__Supplied text__

☆ ☆ ☆ ☆ ☆

Harris also ruled that D’Amico was more limited than many defense counsel suppose, and did not bar the changed testimony. The Court of Appeal distinguished D’Amico as involving factual assertions by a party. “In contrast, in the present case, Mr. Ewing’s declaration relates a scientific theory that he apparently did not discuss in his deposition, and his statements in the declaration do not contradict any prior testimony regarding facts he observed.” Further, he explained the difference “by referencing the re-entrainment theory, which he stated is widely accepted in the scientific community.” The court distinguished cases where no explanation was offered.

Harris provides several important takeaways for defense counsel. 

First, the case underscores the importance of asking the right questions of expert witnesses at deposition, ensuring that the opinions are clearly stated, and clearly stated to be the only opinions the expert has to offer.   

Second, noticeably absent from the discussion in Harris was the adequacy of plaintiff’s expert witness declaration under California Code of Civil Procedure section 2034.210.  Had the defense focused on the adequacy of the expert witness declaration – e.g., whether it actually advanced the re-entrainment opinion –  instead of “contradictory testimony,” the result may have been different. 

Third,  rather than focus on excluding contradictory opinions at summary judgment, the prudent defense lawyer should focus examination at deposition on foundation for an expert’s opinions, and then assert evidentiary objections to those opinions at the summary judgment phase.

☆ ☆ ☆ ☆ ☆

__Data shown__
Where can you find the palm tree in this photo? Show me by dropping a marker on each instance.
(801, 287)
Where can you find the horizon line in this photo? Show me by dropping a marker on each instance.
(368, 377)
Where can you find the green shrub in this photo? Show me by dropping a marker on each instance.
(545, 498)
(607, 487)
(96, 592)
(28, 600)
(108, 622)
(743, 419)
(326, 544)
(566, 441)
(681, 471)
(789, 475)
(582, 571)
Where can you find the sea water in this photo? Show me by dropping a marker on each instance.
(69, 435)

☆ ☆ ☆ ☆ ☆

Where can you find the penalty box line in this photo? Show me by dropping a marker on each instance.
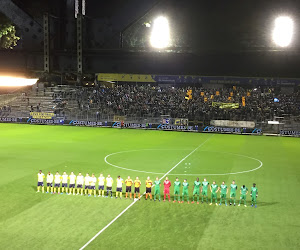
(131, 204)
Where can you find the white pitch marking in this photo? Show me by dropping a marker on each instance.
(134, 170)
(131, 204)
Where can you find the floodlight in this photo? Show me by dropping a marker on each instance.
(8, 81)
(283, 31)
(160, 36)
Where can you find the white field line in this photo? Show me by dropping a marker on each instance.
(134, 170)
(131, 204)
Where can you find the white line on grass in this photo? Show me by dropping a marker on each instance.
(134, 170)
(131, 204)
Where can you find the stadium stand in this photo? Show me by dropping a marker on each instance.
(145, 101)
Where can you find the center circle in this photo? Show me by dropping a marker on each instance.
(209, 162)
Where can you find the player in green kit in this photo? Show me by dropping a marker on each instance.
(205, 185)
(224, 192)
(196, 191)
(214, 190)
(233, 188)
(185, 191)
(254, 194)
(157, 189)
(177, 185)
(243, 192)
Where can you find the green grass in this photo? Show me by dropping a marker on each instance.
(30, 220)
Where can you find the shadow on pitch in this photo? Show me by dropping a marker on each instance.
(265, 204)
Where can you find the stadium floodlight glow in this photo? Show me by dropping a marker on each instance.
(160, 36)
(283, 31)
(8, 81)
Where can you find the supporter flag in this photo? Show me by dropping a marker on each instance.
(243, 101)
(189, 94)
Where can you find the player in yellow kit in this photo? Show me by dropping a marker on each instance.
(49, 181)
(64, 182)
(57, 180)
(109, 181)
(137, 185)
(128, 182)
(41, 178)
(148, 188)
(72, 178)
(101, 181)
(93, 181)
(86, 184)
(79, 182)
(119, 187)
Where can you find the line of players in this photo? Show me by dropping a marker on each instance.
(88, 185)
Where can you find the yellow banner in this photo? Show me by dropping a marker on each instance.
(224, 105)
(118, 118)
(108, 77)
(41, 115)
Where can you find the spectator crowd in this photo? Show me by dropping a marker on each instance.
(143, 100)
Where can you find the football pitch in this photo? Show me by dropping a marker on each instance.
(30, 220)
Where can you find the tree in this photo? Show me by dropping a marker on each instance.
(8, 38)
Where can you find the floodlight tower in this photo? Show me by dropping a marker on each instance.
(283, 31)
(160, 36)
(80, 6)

☆ ☆ ☆ ☆ ☆

__What you will do__
[A] Using the passage on Harris, list each takeaway it gives for defense counsel.
[B] Repeat the passage on Harris from "First, the case" to "has to offer.".

__Outputs for the tasks__
[A]
- Ask expert witnesses the right questions at deposition, making sure their opinions are clearly stated and clearly stated to be the only opinions they have to offer.
- Focus on the adequacy of the plaintiff's expert witness declaration under California Code of Civil Procedure section 2034.210, such as whether it actually advanced the opinion, instead of on "contradictory testimony."
- Rather than trying to exclude contradictory opinions at summary judgment, examine the foundation for an expert's opinions at deposition, then assert evidentiary objections to those opinions at the summary judgment phase.

[B]
First, the case underscores the importance of asking the right questions of expert witnesses at deposition, ensuring that the opinions are clearly stated, and clearly stated to be the only opinions the expert has to offer.